Work instructions »
Copy the lines from the one containing "For each instance of the bowl" through the end of the records, substituting "perforated lantern" for "pierced lantern" and leaving everything else unchanged.

--- begin Data extract ---

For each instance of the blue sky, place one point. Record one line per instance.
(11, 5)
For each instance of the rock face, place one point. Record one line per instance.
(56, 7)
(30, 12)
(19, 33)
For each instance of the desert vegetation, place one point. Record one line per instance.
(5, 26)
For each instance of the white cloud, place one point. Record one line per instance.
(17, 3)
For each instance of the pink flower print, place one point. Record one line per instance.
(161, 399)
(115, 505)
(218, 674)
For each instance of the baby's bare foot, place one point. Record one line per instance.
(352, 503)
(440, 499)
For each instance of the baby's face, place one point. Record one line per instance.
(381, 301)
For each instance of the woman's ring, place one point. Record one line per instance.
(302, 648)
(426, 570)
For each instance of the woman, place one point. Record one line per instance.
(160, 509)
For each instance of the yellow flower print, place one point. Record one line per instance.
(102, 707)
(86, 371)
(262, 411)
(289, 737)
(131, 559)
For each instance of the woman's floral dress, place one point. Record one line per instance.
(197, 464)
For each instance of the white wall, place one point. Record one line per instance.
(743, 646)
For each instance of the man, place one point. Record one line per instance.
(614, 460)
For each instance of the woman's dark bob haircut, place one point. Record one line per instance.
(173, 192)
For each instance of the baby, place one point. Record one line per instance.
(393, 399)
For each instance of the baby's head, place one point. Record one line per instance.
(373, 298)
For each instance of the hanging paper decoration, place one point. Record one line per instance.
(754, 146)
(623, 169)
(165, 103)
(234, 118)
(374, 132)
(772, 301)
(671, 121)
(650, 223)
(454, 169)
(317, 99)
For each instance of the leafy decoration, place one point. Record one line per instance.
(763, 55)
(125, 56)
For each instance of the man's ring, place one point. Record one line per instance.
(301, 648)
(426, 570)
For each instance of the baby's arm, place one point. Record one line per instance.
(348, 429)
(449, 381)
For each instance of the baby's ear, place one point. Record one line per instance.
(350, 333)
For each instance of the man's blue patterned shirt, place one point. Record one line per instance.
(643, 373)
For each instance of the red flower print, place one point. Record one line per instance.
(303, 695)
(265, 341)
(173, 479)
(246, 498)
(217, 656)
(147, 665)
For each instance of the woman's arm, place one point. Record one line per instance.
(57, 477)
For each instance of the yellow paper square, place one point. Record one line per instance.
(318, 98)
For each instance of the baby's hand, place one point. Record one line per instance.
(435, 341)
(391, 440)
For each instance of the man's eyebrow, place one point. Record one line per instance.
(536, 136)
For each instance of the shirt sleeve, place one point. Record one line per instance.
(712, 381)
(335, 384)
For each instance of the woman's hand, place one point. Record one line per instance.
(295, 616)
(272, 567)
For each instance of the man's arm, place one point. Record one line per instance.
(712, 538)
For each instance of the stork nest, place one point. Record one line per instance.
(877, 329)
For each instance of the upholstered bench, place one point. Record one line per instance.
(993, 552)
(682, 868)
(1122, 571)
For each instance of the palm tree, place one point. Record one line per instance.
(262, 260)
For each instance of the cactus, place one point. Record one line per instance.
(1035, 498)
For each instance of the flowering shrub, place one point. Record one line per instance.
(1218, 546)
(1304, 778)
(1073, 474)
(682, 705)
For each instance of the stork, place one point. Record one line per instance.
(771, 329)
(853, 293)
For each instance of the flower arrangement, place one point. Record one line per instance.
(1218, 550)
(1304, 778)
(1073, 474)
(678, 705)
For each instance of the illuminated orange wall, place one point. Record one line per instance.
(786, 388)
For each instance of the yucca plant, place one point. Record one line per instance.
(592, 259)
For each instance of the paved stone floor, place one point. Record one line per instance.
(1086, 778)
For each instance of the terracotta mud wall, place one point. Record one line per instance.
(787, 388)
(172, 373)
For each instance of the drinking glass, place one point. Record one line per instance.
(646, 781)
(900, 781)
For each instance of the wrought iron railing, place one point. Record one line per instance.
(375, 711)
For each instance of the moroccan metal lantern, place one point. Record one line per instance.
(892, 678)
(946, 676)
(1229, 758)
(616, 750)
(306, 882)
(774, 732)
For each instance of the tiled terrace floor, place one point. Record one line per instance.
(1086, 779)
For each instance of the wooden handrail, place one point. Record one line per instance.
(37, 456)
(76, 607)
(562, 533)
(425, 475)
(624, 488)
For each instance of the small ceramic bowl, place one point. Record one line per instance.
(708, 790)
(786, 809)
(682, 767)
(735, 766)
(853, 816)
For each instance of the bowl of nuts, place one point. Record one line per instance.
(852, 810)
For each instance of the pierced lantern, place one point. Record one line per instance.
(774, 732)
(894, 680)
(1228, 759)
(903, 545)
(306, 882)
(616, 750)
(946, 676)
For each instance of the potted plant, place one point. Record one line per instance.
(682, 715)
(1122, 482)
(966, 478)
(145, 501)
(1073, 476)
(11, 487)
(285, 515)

--- end Data extract ---

Answer to the exercise »
For each instance of the bowl of nuts, place one point. Record one line per instance.
(852, 810)
For each instance of the perforated lantern, place one point. Record one line per instance.
(774, 732)
(894, 680)
(1228, 759)
(903, 545)
(306, 882)
(616, 750)
(946, 676)
For each instance of the potted plant, place one point. Record one line per instance.
(682, 715)
(1122, 482)
(966, 478)
(145, 501)
(1073, 476)
(11, 487)
(285, 515)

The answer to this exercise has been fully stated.